§ Exercise task
Update the records below by changing every "Place a point on" to "Mark" and leaving the rest as it is.

§ Given data
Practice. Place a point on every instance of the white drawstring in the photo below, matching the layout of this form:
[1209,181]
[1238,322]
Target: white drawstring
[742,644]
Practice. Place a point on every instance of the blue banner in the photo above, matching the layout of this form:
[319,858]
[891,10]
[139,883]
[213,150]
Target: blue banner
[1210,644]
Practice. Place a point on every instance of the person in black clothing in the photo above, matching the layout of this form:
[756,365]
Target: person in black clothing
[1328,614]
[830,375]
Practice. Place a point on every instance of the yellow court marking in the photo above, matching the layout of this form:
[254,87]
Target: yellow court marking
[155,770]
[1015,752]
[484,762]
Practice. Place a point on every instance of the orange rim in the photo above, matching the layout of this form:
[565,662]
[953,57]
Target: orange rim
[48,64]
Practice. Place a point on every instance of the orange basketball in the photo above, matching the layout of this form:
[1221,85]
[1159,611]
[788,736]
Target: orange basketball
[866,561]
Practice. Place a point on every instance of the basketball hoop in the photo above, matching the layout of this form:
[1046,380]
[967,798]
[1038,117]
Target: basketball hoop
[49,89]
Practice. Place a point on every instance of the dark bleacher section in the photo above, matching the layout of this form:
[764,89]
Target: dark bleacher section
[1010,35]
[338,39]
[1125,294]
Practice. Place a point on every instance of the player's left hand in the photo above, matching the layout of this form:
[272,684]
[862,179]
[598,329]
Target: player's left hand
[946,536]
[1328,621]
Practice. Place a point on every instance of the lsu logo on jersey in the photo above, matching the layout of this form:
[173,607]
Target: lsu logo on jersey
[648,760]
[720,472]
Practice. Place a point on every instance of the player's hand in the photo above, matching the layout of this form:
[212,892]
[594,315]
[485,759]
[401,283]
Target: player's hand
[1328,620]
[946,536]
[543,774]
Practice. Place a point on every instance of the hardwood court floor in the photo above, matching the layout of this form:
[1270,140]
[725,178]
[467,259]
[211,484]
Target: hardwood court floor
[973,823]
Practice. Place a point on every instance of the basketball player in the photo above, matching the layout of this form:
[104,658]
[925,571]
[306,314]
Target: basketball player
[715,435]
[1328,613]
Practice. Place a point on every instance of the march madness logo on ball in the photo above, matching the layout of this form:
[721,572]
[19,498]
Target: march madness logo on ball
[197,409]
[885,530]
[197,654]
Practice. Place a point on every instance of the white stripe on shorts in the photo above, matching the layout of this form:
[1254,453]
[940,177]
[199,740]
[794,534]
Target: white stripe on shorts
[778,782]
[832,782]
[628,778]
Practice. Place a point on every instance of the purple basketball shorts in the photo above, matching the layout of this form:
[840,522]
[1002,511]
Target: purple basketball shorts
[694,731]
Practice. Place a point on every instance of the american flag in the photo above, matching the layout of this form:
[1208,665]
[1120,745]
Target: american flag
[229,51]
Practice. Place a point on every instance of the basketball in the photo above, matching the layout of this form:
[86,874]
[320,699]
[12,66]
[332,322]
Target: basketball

§ Exercise answer
Practice. Mark every instance of the white drawstring in the photo below, matching the layout of this form:
[1209,181]
[1238,322]
Target: white drawstring
[742,644]
Practice. Mark every instance of the blue banner in the photo above, matching the layout of this form:
[319,858]
[891,10]
[139,883]
[213,150]
Target: blue banner
[1210,644]
Practice. Mark every instance of the person in black clothing in the photo above, matching the layout of this form:
[756,365]
Target: person in black clothing
[1328,614]
[830,375]
Practice. Mark every instance of the yellow court marking in the photo above, matching the layout of this form:
[254,87]
Target: yellow court marking
[155,770]
[1015,752]
[484,762]
Practice. Mark every instance of the orange rim in the photo above, matching the layout of this form:
[565,662]
[953,57]
Target: orange rim
[48,64]
Practice. Mark every instance of the orange basketball in the photo above, matching the layout of this form:
[1221,85]
[1159,611]
[788,736]
Target: orange basketball
[866,561]
Practice. Mark every instance of the basketball hoop in the photo above, matching the layout of this form:
[1046,380]
[967,798]
[1038,117]
Target: basketball hoop
[49,89]
Practice. Mark every instance of the dark bleacher section in the photo above, matching the layout of this form:
[764,89]
Target: dark bleacher section
[1010,35]
[338,39]
[1125,294]
Practice. Mark every instance of the player's left hand in the photo above, matching the layout of this form:
[272,684]
[862,179]
[598,329]
Target: player's left hand
[946,536]
[1328,621]
Practice. Mark every instance of the lsu logo on jersey in the photo above, matching the layout of this form:
[173,607]
Target: lsu logo on jersey
[648,760]
[720,472]
Practice. Mark every instance of the player's hand in the photo above, matching the layout of this form:
[212,892]
[594,315]
[485,759]
[401,283]
Target: player's hand
[1328,620]
[946,536]
[543,774]
Practice. Mark every instance of the hardwood court floor in the photo above, matching the layout of this form:
[1270,140]
[725,178]
[467,259]
[211,484]
Target: hardwood court floor
[973,823]
Practice. Mark every instance of the basketball player in the photo above, matching the layout of this form:
[104,658]
[925,571]
[306,314]
Target: basketball player
[715,435]
[1328,613]
Practice. Mark every instance of the march madness logo on ball in the photo above, matching the layout of this form:
[721,572]
[19,498]
Target: march madness logo on ball
[197,409]
[885,530]
[197,654]
Practice. Mark every instance of the white stripe on shorts in the photo above, matching the layout of this form:
[1254,453]
[940,177]
[199,740]
[794,534]
Target: white stripe on shorts
[778,782]
[832,782]
[628,778]
Practice. Mark every instance of the purple basketball shorts in the photo above, matching the layout of this form:
[840,522]
[1002,511]
Target: purple basketball shorts
[694,731]
Practice. Mark every instance of the american flag in the photo above, matching the layout of this form:
[1208,665]
[1120,745]
Target: american flag
[229,51]
Practice. Mark every instance of the basketball in the photo above, matching the layout of this form:
[86,874]
[320,699]
[12,66]
[332,322]
Target: basketball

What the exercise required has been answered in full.